# [Text]
★ ★ ★ ★ ★ ★ ★

EthNoise!

The Music, Language, and Culture Workshop

May 23 – Andrea Harris Jordan and Melanie Zeck

Thursday, May 23 at 4:30 pm in Goodspeed 205
We have the honor of presenting both Melanie Zeck and Andrea Harris Jordan. Their abstracts are below, please come prepared to engage with their research.

Music plays an important role in yearly rituals, school activities, and the hobbies and daily life of the Japanese who live in the mountainous area of central Honshu, Japan. Based off a year of life and informal fieldwork in Taka-cho and its surroundings, I will paint a picture of musical life in these communities through four broad strokes. First, Japanese seasonal festivals are always accompanied by ritual music making. Second, school festivals are places of both recorded music, but especially choral music are highly prominent. Indeed, choral music and amateur music making is valued by people of all ages in Japan. Third, Western Art Music has come to hold a notable place in the musical life on Japanese people, even in small mountain towns. Fourth, I will argue that western-style recorded music is a prevalent tool in sonically demarcating the local community. – AHJ

“The ‘Victor’ in Education: The Implications of Early Sacred Music Recordings for a ‘A Higher Order of Citizenship’”
This paper explores the relationship between early sacred music recordings and the (re)defining of America’s ethical value system through music education between 1900 and 1940. A pioneer in the recorded sound industry, the Victor Talking Machine Company (VTMC), produced a continuous stream of recordings but differentiated itself from its competitors by establishing a demand for these recordings through an extensive educational program. In so doing, the VTMC strove to position itself as the nucleus of America’s musical life, as both facets of the VTMC’s agenda worked together to cultivate America’s musical taste in an era of technological innovation.

★ ★ ★ ★ ★ ★ ★

# [Source information]
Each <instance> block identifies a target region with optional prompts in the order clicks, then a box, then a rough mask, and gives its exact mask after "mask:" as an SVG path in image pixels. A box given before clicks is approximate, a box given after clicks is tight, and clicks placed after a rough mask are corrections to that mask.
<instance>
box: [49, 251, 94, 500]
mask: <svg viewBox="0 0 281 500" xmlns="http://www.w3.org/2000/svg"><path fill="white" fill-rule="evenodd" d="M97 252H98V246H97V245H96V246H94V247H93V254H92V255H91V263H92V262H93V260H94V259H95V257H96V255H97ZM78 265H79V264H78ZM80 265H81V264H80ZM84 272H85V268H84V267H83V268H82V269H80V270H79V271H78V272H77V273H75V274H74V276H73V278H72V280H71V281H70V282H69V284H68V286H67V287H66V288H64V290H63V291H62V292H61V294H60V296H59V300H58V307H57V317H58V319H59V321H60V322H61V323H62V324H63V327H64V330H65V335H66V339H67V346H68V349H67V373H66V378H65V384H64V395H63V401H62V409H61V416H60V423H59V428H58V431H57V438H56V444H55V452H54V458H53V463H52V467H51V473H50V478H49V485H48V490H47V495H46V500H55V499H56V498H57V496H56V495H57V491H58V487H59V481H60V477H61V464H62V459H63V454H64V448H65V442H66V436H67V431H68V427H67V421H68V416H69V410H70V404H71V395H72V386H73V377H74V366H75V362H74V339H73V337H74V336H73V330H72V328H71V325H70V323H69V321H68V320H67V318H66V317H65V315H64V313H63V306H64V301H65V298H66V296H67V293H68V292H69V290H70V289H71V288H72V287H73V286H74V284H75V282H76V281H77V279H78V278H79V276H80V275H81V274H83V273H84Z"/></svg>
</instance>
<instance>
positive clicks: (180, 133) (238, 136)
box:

★ ★ ★ ★ ★ ★ ★

# [Explore the material]
1. Repeat everything in the workshop announcement from "This paper explores" down to "of technological innovation.".
2. Rewrite everything from the start of the entries down to the line containing "box: [49, 251, 94, 500]", changing "target region" to "target area" and leaving the rest unchanged. Give only those lines.

# [Solutions for each task]
1.
This paper explores the relationship between early sacred music recordings and the (re)defining of America’s ethical value system through music education between 1900 and 1940. A pioneer in the recorded sound industry, the Victor Talking Machine Company (VTMC), produced a continuous stream of recordings but differentiated itself from its competitors by establishing a demand for these recordings through an extensive educational program. In so doing, the VTMC strove to position itself as the nucleus of America’s musical life, as both facets of the VTMC’s agenda worked together to cultivate America’s musical taste in an era of technological innovation.

2.
Each <instance> block identifies a target area with optional prompts in the order clicks, then a box, then a rough mask, and gives its exact mask after "mask:" as an SVG path in image pixels. A box given before clicks is approximate, a box given after clicks is tight, and clicks placed after a rough mask are corrections to that mask.
<instance>
box: [49, 251, 94, 500]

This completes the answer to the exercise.